- [Exercise set]:
(1) Answer these about the article on the COVID-19 Archives Project:
(a) When did the University Library launch the project?
(b) Who is the university archivist working with Force on the project?
(c) What does the abbreviation CEMA stand for?
(2) How would you say this sentence from the article on the COVID-19 Archives Project in Spanish: "UC Santa Barbara’s University Library launched a new archives project in mid-May based on student, faculty and staff experiences during the coronavirus pandemic."

UC Santa Barbara’s University Library launched a new archives project in mid-May based on student, faculty and staff experiences during the coronavirus pandemic. 

The COVID-19 Archives Project is the library’s first fully digital collection. Cameron Hsieh / Daily Nexus

The project will be the University Library’s first fully digital and submission-based collection and marks a step toward “less traditional archiving,” said Calli Force, who spearheads the project.  

Force is the University Library archival processing specialist for California Ethnic and Multicultural Archives (CEMA), a division of the special research collections department that “advances scholarship in ethnic studies through its varied collections of primary research materials,” according to the CEMA website

The move to submission-based content is a product of discussions surrounding more “radical” archive groups, Force said, which offer more transparent and inclusive approaches to archiving.

“That allowed us to kind of just sit back and let them tell their stories rather than kind of picking and choosing and being that kind of secret keeper kind of archival experience. So a little less traditional archiving for community archives,” Force said.  

Force is working with Matt Stahl, the university archivist, on the COVID-19 archives project. Stahl said archives focus traditionally on documents like administrative records; while Stahl and Force plan to collect UCSB announcements and official documents related to the coronavirus pandemic, the focus for this project is to provide a community perspective of life during the coronavirus pandemic.

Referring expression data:
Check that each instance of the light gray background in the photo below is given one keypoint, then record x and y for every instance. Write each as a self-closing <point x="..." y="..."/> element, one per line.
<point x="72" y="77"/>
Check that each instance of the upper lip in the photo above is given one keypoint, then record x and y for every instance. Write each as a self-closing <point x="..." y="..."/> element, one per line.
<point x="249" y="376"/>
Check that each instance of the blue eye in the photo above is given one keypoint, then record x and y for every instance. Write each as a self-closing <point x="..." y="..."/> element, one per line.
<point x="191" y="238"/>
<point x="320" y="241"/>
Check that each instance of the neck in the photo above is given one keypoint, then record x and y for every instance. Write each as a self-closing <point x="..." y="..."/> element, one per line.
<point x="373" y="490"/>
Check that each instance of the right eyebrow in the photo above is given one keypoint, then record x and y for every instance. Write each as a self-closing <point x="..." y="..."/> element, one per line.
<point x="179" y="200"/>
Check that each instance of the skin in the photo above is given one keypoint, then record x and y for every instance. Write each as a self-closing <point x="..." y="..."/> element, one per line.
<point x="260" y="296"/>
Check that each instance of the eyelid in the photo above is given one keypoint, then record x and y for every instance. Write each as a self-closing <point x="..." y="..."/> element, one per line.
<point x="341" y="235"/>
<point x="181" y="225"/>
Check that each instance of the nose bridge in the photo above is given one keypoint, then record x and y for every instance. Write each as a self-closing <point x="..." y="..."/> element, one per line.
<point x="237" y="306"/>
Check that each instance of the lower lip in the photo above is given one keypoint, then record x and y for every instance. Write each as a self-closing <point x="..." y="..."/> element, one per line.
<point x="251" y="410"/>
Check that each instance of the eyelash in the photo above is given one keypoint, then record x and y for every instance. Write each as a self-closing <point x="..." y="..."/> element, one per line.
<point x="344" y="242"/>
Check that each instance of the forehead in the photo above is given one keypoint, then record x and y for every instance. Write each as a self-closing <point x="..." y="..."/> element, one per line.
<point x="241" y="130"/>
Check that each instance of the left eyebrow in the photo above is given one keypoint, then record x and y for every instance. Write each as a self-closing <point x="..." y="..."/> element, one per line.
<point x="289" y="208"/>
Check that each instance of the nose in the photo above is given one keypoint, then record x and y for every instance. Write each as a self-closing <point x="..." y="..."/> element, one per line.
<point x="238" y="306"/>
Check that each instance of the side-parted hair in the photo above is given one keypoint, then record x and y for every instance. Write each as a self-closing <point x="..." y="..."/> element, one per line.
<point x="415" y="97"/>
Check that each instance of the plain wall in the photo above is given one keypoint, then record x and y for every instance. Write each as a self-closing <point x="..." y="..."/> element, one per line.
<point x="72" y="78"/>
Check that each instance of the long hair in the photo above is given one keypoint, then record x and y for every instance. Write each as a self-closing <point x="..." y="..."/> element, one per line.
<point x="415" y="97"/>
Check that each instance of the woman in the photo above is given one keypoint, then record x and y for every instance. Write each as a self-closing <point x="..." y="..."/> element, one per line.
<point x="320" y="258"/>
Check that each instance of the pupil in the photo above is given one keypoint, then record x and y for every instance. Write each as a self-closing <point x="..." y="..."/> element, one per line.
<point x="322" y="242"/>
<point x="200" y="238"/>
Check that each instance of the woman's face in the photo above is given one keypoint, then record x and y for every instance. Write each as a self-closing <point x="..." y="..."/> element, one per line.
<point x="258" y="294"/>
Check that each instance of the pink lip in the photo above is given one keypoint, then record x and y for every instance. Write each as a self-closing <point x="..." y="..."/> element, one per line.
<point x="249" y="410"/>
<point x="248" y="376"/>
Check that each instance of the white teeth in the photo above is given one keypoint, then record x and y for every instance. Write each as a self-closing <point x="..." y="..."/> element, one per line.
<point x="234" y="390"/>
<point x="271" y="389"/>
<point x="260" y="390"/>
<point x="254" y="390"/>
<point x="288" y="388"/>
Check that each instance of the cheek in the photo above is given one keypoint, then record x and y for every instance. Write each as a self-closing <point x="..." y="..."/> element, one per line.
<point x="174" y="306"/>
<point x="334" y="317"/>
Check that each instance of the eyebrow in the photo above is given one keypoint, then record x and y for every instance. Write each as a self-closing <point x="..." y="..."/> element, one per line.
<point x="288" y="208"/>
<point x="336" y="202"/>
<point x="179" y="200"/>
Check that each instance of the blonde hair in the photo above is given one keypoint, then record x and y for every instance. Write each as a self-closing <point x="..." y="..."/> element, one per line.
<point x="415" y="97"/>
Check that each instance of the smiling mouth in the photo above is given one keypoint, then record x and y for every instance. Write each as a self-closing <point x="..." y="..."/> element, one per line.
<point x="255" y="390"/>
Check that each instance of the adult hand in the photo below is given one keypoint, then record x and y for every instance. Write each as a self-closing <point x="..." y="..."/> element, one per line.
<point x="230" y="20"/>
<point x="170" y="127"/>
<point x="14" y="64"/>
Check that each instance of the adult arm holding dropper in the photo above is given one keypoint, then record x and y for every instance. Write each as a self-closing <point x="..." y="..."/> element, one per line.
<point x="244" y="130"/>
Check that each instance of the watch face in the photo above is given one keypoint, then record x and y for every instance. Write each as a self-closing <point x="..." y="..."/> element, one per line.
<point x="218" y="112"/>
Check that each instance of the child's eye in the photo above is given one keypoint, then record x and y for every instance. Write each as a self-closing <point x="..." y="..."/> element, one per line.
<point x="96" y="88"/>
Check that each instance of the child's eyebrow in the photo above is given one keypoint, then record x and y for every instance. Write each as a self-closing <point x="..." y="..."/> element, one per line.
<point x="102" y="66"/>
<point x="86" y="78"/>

- [Answer set]:
(1)
(a) In mid-May.
(b) Matt Stahl.
(c) California Ethnic and Multicultural Archives.

(2) La Biblioteca Universitaria de UC Santa Barbara lanzó a mediados de mayo un nuevo proyecto de archivo basado en las experiencias de estudiantes, profesores y personal durante la pandemia de coronavirus.